INPUT RECORDS —
────────────────

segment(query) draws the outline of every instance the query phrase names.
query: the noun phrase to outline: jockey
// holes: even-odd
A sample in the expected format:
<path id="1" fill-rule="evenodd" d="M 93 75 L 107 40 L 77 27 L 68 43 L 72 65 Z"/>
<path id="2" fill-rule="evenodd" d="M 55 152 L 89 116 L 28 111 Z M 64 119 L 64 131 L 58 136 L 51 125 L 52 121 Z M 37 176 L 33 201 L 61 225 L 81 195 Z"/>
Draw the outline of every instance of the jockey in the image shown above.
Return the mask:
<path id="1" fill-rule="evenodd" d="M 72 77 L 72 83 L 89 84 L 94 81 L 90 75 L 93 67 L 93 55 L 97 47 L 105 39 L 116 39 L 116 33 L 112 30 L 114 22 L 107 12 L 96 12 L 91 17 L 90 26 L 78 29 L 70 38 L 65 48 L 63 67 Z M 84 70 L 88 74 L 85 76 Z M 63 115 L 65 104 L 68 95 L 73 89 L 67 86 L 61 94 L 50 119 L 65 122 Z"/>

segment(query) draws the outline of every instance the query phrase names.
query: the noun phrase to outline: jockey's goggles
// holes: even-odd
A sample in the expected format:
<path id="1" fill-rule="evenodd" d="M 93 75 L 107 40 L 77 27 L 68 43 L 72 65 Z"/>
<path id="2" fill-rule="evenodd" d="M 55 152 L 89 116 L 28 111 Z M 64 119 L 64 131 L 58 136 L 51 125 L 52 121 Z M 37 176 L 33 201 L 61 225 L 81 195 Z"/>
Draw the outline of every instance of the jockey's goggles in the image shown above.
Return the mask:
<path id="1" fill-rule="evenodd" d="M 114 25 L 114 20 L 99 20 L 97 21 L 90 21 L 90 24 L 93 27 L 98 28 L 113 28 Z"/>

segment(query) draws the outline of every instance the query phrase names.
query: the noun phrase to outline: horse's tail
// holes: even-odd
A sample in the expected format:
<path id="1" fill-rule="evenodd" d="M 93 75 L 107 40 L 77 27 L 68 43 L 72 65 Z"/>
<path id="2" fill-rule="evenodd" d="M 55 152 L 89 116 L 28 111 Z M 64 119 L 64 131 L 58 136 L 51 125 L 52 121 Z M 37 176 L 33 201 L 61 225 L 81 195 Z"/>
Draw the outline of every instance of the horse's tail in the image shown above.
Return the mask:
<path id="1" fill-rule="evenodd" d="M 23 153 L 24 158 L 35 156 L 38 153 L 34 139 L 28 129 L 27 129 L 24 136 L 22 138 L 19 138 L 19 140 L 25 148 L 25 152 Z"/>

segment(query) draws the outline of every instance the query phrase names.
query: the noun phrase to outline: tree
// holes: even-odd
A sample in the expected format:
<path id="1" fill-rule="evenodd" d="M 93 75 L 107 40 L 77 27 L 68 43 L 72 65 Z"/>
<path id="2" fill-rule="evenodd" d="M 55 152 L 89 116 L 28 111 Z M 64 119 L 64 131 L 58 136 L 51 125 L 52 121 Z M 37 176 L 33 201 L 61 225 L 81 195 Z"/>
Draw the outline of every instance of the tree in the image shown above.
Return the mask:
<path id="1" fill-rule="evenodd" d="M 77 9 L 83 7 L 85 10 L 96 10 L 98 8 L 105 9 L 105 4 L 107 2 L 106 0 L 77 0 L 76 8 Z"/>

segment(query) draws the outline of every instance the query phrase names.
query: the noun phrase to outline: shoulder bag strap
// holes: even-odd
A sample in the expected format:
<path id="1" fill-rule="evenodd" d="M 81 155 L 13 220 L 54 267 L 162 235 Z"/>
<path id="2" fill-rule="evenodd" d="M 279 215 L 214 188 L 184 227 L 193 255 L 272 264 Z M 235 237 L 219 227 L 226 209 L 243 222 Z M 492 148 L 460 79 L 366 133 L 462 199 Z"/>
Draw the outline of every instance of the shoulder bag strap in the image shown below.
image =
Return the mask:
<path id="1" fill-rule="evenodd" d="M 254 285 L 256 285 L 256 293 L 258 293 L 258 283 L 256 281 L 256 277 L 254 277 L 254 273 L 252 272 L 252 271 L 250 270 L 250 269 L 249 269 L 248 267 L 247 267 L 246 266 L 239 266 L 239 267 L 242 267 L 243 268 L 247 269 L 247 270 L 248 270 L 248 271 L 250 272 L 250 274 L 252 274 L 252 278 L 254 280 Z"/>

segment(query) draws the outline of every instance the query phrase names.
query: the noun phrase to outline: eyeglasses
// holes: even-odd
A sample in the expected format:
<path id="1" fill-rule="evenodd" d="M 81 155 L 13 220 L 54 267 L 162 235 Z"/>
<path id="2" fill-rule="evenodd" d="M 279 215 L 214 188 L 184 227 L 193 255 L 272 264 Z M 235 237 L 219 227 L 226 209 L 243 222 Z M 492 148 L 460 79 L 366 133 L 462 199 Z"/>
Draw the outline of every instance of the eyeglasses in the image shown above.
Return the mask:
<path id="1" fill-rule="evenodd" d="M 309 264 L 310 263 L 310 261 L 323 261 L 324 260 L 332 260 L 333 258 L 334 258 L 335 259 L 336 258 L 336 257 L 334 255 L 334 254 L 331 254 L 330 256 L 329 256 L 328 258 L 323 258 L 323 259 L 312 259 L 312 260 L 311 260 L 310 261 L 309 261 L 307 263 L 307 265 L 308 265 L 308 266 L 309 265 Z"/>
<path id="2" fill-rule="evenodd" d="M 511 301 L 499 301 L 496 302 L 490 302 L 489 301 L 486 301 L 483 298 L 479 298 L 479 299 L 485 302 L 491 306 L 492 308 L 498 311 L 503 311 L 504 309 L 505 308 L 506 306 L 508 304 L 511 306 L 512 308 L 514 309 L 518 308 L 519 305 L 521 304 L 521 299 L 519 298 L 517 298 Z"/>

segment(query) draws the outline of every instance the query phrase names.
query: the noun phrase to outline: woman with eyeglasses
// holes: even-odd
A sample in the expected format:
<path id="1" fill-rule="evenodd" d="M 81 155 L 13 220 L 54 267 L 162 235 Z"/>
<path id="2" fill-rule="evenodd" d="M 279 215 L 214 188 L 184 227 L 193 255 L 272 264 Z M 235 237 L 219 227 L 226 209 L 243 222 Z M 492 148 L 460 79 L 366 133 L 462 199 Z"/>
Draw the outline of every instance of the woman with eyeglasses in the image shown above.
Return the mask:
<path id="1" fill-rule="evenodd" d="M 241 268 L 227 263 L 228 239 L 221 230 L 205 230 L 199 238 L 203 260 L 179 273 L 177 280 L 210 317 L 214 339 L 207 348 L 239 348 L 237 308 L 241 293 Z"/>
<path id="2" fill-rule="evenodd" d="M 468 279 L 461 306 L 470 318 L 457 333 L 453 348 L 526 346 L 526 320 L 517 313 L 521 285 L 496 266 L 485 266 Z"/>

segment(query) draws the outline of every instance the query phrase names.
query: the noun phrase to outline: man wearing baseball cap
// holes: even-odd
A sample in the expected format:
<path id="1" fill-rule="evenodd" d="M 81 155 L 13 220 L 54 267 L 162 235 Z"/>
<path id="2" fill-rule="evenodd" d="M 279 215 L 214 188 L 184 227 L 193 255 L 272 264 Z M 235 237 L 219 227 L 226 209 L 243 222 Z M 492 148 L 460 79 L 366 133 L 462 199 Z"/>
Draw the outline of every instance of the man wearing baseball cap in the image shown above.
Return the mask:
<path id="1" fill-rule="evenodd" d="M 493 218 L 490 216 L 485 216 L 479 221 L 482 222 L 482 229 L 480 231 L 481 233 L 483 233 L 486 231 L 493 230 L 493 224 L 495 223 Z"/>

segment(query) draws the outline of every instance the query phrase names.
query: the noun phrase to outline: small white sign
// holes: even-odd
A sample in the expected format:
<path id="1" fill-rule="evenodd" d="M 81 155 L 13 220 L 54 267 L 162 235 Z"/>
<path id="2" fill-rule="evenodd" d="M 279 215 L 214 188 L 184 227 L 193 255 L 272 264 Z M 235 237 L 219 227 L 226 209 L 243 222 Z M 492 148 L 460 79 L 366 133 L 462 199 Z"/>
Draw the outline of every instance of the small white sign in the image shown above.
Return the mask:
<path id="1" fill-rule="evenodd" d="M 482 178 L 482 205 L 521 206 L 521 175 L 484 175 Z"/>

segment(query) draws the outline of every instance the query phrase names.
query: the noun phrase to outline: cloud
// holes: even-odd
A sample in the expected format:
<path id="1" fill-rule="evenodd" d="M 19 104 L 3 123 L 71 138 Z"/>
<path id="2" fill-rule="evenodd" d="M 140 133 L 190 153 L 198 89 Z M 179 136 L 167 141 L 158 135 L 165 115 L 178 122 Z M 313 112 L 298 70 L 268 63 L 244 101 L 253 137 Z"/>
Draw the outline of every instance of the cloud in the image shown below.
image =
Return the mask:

────────────────

TASK BRIEF —
Report every line in the records above that contains the string "jockey", copying each line in full. Case counts.

FULL OUTPUT —
query: the noun phrase to outline: jockey
Draw the outline of every instance of the jockey in the image shown above.
query: the noun phrase to outline: jockey's goggles
Draw the outline of every instance of the jockey's goggles in the image shown above.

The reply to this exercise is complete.